*Text excerpt:*
§
16. Stagflation and the Rise of Supply-Side Economics

17. Budget Deficits

18. Economic Growth

14. Fiscal Polic Review View Entire Chapter 14).
    A. Economic goals of the United States
         1. Employment Act of 1946 was a reaction to a five-year economic growth plan of the Soviet Union.
             a. Set four economic goals
1. Economic growth   2. Price stability     3. Low unemployment     4. Positive balance of payments
            b. Created the President's Council of Economic Advisor
        2. Humphrey-Hawkins Act of 1978 was a reaction to stagflation of the 1970's and it set five-year goals for economy.
            a. 4% unemployment     b. 3% inflation by 1985, 0% by 1988     c. Reduce balance of payments deficit  
            d. Increase economic growth and investment      e. Reduce the size of the public sector
        3. Government methods of affecting the economy to achieve economic goals
            a. Fiscal policy, the focal point of Keynesian economics, will be explored in this chapter.
            b. Monetary Policy will be covered in chapter 15.
B. Discretionary fiscal policy
         1. Discretionary fiscal policy is the deliberate manipulation of government taxing and spending to control AD and the business cycle.
         2. AD = C + I + G + XN
         3. Expansionary fiscal policy consists of reversing an economic downturn by increasing AD with deficit spending.
             a. Lower taxes to increase Consumption (C) and Investment (I)
                 1. Personal income taxes  
                 2. Capital gains taxes paid on the profit from the sale of commercial real estate, a company, and financial assets (stocks and bonds)
                 3 Investment tax creditis a direct lowering of the tax liability of companies investing in certain approved types of plant and equipment 
             b. Increase government spending (G)
             c. The result will be a fiscal stimulus through deficit spending. 
             d. The impact of a fiscal stimulus, once implemented, will affect AD.
         4. Contractionary fiscal policy: Decreasing inflationary pressure by decreasing AD
             a. Increase taxes

             b. Decrease government spending
             c. The result will be a fiscal drag with smaller deficits or a surplus. 
         5. The multiplier effect described in chapter 12 applies to fiscal policy measures.
    C. Automatic stabilizers
         1. Cause the economy to expand without government action during recession by increasing AD.
         2. Cause the economy to contract without government action during inflation by lowering AD.    
         3. Examples
             a. Transfer payments (unemployment compensation, food stamps, and other social programs) increase during recession to increase AD.
             b. Progressive taxes (income tax) increase during inflation to lower AD.
    D. Fiscal policy effectiveness is questionable 
         1. Timing
             a. Determining when recessions begin is difficult. 
                 1. Disagreement over whether the U.S. was in a recession from 1989-1991 resulted in little fiscal action being taken.
                 2. The 2001 slowdown happened so fast there was not time for preemptive action.
             b. Fiscal policy takes time to implement 
             c. There will be a delay because it takes business time to expand capital investment.                 
         2. Political considerations
             a. Some spending programs are difficult to cut (social security).
             b. Expansionary bias: people vote to spend but not to tax.
             c. Political business cycle: it is difficult to accomplish anything economically constructive during an election year 
         3. Until recently, many felt the federal debt is too big and has rendered fiscal policy ineffective. Its success in ending
             the 2001 recession has yet to be determined although the Federal budget surplus certainly makes it easier to increase 
             federal spending and decrease taxes although the expense of fighting three wars has again increased the deficit.
§
*Stored rows:*
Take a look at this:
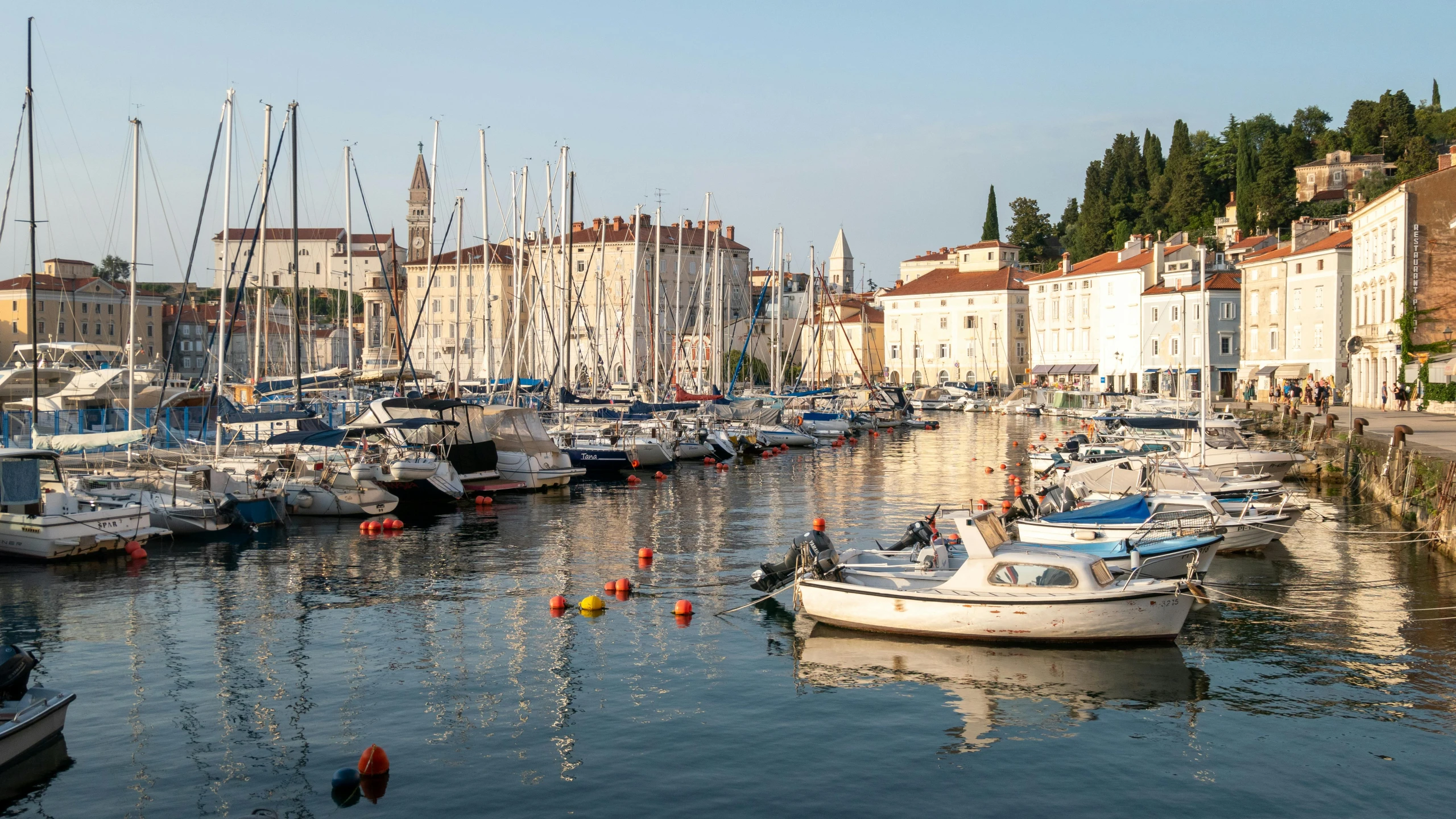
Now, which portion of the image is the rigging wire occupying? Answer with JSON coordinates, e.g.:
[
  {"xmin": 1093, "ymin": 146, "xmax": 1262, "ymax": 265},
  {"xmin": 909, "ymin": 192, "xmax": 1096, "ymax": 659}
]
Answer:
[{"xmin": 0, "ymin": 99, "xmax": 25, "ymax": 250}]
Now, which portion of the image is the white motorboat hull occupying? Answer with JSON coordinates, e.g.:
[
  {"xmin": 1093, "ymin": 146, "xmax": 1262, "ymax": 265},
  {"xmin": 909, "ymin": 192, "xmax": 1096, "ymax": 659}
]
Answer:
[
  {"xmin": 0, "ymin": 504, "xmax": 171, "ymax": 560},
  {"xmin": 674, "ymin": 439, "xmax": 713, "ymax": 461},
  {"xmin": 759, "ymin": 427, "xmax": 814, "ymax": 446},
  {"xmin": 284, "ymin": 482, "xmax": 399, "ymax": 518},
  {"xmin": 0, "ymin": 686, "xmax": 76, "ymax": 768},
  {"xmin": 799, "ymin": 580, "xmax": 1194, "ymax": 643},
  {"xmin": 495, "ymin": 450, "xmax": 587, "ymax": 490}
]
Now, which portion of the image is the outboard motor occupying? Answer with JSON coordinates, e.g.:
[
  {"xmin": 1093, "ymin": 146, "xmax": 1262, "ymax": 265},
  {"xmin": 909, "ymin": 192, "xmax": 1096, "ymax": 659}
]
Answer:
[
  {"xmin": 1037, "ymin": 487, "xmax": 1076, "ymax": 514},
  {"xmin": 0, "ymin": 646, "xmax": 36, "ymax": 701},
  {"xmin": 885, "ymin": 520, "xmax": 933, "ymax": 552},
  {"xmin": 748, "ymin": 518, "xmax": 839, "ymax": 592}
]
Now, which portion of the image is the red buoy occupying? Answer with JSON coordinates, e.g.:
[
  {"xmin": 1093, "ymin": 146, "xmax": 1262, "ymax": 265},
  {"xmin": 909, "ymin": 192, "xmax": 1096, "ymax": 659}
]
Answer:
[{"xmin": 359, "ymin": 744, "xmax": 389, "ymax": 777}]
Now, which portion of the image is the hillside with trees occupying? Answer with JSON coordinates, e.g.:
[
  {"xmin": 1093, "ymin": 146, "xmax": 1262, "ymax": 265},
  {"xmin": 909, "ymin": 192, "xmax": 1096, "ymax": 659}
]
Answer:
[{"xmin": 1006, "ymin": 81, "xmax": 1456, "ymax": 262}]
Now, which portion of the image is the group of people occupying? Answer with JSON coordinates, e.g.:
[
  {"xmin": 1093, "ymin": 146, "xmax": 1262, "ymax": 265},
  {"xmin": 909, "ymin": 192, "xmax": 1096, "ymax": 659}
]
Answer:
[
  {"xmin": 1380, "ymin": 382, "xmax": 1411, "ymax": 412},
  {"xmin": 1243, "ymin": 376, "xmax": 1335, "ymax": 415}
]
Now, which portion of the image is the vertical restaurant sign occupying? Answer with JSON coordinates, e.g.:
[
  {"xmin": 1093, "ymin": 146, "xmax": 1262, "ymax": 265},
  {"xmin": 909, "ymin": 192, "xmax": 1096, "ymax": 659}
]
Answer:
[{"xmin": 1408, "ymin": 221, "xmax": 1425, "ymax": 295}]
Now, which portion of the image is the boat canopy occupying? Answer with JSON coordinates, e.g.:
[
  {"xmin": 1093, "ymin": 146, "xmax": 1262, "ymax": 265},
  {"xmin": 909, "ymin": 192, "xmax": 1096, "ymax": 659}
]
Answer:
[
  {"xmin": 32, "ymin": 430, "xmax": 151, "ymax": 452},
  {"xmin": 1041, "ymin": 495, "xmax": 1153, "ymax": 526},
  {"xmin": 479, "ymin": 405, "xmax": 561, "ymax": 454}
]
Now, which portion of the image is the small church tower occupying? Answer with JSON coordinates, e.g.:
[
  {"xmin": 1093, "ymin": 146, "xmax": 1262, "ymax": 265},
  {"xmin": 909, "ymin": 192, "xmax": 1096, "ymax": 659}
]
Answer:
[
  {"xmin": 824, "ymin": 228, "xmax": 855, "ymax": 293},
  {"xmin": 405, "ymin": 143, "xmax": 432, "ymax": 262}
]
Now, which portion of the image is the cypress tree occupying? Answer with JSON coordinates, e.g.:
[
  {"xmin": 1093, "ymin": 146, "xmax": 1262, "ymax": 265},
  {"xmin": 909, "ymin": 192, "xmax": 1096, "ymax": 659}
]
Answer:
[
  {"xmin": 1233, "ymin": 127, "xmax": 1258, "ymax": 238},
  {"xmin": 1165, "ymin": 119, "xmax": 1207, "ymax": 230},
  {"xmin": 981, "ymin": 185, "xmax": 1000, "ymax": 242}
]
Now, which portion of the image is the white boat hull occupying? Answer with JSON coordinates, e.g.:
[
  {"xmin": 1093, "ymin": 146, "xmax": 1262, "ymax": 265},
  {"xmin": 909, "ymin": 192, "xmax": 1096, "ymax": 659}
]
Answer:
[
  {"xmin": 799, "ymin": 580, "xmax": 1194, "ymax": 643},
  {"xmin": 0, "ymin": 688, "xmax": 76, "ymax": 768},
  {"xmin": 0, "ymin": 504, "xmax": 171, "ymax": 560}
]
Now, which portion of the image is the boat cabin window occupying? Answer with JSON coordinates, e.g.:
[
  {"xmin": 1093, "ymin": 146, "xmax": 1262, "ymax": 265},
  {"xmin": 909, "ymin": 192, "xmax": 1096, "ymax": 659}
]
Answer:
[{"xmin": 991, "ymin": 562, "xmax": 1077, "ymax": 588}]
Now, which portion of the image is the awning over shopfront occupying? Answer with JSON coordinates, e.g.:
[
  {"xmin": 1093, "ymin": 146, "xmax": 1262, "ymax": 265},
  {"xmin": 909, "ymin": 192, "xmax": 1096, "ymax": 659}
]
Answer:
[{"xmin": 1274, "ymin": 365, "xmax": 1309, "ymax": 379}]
§
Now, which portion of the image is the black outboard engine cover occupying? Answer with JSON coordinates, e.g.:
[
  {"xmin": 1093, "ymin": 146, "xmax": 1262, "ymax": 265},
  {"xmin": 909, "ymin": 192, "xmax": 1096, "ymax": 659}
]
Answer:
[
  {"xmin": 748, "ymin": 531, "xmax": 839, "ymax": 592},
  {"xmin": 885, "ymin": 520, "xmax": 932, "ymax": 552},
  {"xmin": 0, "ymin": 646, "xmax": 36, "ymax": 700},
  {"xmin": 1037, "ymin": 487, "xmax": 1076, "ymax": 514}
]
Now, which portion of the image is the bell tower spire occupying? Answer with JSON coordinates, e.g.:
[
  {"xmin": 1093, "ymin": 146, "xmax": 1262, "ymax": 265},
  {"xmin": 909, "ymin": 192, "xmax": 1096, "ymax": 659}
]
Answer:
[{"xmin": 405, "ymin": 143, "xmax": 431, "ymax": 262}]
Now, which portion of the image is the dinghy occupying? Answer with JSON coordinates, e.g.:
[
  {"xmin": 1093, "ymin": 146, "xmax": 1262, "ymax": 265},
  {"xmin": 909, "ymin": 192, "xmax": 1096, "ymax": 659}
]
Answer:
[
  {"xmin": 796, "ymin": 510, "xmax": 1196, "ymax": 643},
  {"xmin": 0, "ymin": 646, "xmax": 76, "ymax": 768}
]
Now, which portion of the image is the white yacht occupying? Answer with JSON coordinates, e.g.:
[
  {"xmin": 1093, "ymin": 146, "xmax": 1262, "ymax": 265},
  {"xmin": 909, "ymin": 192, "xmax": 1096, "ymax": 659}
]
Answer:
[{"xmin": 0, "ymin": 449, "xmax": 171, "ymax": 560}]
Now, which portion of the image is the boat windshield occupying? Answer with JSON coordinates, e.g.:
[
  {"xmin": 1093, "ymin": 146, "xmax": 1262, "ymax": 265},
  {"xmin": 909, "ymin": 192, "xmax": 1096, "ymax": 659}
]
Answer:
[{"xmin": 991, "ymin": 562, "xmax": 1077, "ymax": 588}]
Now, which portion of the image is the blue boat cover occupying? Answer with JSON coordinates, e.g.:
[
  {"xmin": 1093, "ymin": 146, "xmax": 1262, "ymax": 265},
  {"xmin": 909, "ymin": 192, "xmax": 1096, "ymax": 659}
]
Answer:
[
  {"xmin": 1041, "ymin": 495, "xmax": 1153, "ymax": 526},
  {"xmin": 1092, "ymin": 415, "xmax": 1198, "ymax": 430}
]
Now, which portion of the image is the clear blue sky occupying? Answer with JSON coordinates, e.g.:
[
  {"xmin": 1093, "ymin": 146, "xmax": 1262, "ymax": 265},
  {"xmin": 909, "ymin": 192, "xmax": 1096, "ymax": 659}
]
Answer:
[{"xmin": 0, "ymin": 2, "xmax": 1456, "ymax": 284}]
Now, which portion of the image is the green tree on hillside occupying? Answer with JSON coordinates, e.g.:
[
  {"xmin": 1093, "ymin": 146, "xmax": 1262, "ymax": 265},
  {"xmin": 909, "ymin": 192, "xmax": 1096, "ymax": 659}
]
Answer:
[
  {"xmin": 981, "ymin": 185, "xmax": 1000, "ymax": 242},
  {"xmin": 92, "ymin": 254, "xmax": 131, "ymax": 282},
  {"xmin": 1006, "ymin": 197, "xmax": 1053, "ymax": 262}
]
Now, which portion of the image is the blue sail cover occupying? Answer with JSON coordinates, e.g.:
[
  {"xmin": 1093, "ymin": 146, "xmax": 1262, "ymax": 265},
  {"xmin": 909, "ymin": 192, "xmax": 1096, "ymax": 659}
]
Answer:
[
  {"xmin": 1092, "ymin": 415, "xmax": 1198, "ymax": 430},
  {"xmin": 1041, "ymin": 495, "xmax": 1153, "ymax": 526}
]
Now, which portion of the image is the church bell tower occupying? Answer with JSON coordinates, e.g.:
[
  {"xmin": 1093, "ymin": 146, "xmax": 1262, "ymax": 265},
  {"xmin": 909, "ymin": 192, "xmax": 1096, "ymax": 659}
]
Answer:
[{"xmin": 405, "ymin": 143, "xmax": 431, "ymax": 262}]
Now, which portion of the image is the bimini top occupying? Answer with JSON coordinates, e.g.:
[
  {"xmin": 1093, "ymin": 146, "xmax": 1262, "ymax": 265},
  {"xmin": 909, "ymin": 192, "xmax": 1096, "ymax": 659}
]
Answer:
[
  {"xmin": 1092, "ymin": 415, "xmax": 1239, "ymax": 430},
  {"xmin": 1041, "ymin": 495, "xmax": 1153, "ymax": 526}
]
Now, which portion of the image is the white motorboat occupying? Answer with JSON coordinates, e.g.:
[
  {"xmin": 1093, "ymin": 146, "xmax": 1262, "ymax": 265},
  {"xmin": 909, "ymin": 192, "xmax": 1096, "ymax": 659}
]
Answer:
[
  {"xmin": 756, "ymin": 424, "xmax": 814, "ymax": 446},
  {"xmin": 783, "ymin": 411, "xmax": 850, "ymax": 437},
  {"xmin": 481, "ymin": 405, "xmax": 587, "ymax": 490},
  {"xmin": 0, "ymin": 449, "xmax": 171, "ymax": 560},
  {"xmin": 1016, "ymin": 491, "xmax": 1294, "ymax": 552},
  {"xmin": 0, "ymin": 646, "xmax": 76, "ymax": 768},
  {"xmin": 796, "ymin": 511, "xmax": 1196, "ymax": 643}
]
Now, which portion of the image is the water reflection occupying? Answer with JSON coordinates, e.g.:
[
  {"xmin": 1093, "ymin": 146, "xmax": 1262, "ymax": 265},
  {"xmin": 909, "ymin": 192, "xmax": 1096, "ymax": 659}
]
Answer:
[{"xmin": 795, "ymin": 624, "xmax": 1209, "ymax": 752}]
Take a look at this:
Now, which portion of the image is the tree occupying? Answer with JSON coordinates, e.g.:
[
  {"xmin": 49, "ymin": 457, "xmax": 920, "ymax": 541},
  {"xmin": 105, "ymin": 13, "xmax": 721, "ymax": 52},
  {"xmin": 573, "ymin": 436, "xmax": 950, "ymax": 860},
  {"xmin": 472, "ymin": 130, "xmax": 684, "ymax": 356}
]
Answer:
§
*Short problem 1:*
Answer these questions from the fiscal policy outline:
(a) Which act created the President's Council of Economic Advisor?
(b) What unemployment rate did the Humphrey-Hawkins Act of 1978 set as a goal?
(c) What three kinds of transfer payments does the outline list as examples of automatic stabilizers?
*Short problem 2:*
From the fiscal policy outline, reproduce the passage starting with "17. Budget Deficits" and going on through "the Soviet Union.".
*Short problem 3:*
Pick up the fiscal policy outline after its final sentence and keep writing.

*Response 1:*
(a) The Employment Act of 1946.
(b) 4% unemployment.
(c) Unemployment compensation, food stamps, and other social programs.

*Response 2:*
17. Budget Deficits

18. Economic Growth

14. Fiscal Polic Review View Entire Chapter 14).
    A. Economic goals of the United States
         1. Employment Act of 1946 was a reaction to a five-year economic growth plan of the Soviet Union.

*Response 3:*
     E. Monetary affects of fiscal policy
         1. Until recently, government borrowing increased the demand for loanable funds causing higher long-term interest rates. 
             a. Crowding out is the term used to describe how high rates due to government borrowing lower private investment.
             b. Many feel high economic growth of the late 1990's resulted because of low interest rates caused by federal fiscal responsibility.   
         2. Now, people are concerned about the fiscal drag caused by a federal surplus.

15. Monetary Policy  View Entire Chapter 15   
     A. The Demand for Money is  Dm= Dt + D
1. Transaction Dt results because people hold money, often in a money market account, to use as a medium of exchange.
          2. Asset Demand, Dresults because people accumulate money, often held in an investment account, to buy assets.    
     B. Monetary policy is the regulation of the money supply to affect interest rates, economic activity, with the objective of noninflationary full employment.
         1. It is part of, but not the focal point of Keynesian economics.
      2.Affecting interest rates and to change investment thus  affecting economic activity is one goal of the Fed.
             a. Controlling reserve requirement may affect the money supply which may 
affect interest rates
         1. Reserve requirement is the amount of demand deposits that must be kept in cash with the Federal Reserve or in the bank.
                 2. Often expressed as a percent called the reserve ratio.
                 3. Excess reserve can be loaned as demand deposits.
                 4. Excess reserves determine the potential money supply (M1).   
Changes interest rates change investment causing a change in AD which changes economic activity.
1) Increasing the money supply may lower interest rates. increasing investment which increases AD which causes an increase in Real GDP.
2) Decreasing  the money supply may increase interest rates lowering investment which increses AD which causes an increase in Real GDP.
              c. Dollar values on this page are representative of amounts prevalent during the late 1990's (billions of dollars).
. Types of monetary policy
           1. Quantitative controls affect the money supply.
               a. Required Reserve Ratio
                   1. Lowering the reserve ratio creates excess reserves which banks may loan as newly created money. This is expansionary.
                   2. Raising the reserve ratio eliminates excess reserve so banks can not renew loans removing money and causing a contraction.
               b. Open-market operations
                   1. Buying and selling of U.S. government bonds by the Fed from banks or in the open market to change excess reserves affecting M1 supply and interest rates is
                       the primary tool.
                   2. Buying bonds is expansionary.
                       a) When buying from banks, the Federal Reserve pays with reserves providing excess reserves banks can loan as demand deposits.
                       b) When buying in the open market, increased demand from the Federal Reserve pushes up prices sellers receive, lowering the effective interest sellers pay.
                   3. Selling bonds contracts the economy.
                   4. Review of
Valuing bonds
                       a) Suppose you buy a twenty year, $10,000 bond paying 5% per year at face value of $10,000. Face value is called par value.
                           1) A few years go by and you need money and one choice is to sell the bond.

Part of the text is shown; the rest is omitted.